▶ **Exercise**
Copy out the rows below word for word, everything from the line with "Do you see the white cloud" down to the line with "top-left (85, 20), bottom-right (94, 28)", both of those lines included.

▶ **Excerpted data**

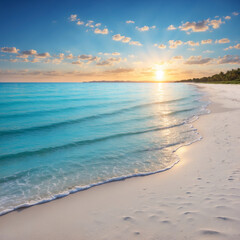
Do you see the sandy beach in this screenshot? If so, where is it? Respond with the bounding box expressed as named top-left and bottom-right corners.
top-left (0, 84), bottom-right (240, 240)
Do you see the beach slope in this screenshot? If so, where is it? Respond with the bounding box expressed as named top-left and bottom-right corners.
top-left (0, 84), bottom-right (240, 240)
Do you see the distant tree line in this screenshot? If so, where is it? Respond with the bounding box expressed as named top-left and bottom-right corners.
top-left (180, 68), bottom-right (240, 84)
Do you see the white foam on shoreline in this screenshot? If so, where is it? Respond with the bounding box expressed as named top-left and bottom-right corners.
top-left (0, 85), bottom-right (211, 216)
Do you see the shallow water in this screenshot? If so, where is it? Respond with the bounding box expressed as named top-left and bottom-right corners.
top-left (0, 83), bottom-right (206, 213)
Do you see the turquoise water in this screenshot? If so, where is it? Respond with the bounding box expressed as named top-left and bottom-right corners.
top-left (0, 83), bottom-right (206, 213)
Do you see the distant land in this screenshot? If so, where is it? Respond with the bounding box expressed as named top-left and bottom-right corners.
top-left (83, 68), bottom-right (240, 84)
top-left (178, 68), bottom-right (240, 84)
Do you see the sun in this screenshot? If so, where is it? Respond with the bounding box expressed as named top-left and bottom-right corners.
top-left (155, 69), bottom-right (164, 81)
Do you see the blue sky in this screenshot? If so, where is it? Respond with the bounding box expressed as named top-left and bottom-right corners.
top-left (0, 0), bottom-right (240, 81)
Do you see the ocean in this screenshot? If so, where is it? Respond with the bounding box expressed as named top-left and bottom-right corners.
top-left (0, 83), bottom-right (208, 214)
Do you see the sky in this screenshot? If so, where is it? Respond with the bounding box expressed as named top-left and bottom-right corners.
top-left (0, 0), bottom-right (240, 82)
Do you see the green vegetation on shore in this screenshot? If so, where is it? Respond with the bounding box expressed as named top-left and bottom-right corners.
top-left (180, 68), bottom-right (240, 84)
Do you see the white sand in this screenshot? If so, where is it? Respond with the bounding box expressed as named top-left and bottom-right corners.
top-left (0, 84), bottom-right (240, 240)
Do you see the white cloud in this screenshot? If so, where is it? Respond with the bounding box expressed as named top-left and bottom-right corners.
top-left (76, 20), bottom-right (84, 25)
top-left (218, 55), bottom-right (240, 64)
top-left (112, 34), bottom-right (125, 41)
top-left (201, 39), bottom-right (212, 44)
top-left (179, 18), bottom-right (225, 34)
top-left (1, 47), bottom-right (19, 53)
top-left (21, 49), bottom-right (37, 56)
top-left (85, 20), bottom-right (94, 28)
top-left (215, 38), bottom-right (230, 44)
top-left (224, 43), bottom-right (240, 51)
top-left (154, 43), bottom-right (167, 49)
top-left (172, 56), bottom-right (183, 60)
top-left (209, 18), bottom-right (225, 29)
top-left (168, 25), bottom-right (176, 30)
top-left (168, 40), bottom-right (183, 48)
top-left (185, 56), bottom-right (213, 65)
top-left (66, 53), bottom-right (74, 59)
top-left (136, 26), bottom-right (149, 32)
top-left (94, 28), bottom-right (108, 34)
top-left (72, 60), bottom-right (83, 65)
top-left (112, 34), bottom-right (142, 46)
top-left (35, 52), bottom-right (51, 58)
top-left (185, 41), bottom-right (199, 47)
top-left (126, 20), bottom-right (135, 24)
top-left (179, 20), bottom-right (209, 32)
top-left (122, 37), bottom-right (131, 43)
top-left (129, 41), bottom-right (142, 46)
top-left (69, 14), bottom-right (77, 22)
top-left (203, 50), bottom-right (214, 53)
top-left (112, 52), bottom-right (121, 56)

---

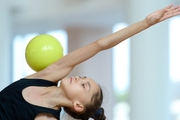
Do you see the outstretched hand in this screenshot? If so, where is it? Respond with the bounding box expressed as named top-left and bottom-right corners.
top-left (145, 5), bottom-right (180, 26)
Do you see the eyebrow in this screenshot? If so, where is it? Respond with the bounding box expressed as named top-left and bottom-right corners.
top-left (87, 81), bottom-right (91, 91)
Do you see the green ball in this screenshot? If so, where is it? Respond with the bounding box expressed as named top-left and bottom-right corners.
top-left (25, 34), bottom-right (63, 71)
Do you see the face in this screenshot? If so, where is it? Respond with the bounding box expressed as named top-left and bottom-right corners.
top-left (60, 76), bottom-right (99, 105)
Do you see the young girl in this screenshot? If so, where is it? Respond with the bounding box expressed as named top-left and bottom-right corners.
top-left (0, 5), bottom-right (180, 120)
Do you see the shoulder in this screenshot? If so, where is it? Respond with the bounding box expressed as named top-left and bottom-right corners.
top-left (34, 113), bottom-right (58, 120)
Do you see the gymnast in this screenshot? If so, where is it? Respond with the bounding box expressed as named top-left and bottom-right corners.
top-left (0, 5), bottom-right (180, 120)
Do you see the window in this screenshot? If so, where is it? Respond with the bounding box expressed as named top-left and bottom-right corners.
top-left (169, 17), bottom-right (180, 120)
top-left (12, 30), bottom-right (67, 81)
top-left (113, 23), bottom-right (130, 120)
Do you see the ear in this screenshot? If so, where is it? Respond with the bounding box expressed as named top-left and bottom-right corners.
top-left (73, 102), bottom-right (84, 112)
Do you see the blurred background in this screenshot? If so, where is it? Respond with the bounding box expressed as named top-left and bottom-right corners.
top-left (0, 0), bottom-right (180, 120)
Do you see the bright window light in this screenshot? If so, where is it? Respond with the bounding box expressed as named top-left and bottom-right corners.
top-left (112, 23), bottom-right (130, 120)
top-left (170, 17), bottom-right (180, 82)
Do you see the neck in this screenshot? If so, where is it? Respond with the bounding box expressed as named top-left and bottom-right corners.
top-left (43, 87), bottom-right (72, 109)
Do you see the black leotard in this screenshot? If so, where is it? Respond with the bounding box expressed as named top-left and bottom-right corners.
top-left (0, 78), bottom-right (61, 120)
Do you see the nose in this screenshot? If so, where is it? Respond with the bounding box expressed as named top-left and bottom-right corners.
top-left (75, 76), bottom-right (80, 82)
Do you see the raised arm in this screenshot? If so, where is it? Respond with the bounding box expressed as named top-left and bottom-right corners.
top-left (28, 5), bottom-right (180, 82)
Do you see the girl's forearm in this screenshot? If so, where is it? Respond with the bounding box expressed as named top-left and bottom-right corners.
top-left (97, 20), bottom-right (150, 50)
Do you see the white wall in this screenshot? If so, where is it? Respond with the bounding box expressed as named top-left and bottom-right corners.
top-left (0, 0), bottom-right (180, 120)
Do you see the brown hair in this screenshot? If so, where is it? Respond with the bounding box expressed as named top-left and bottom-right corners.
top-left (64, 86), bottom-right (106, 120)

▶ **Exercise output**
Do you see the white cloud in this screenshot? If so, where is it? Respond with the bounding box expressed as named top-left and bottom-right corners.
top-left (76, 20), bottom-right (84, 25)
top-left (218, 55), bottom-right (240, 64)
top-left (112, 34), bottom-right (125, 41)
top-left (201, 39), bottom-right (212, 44)
top-left (179, 18), bottom-right (225, 34)
top-left (1, 47), bottom-right (19, 53)
top-left (21, 49), bottom-right (37, 56)
top-left (85, 20), bottom-right (94, 28)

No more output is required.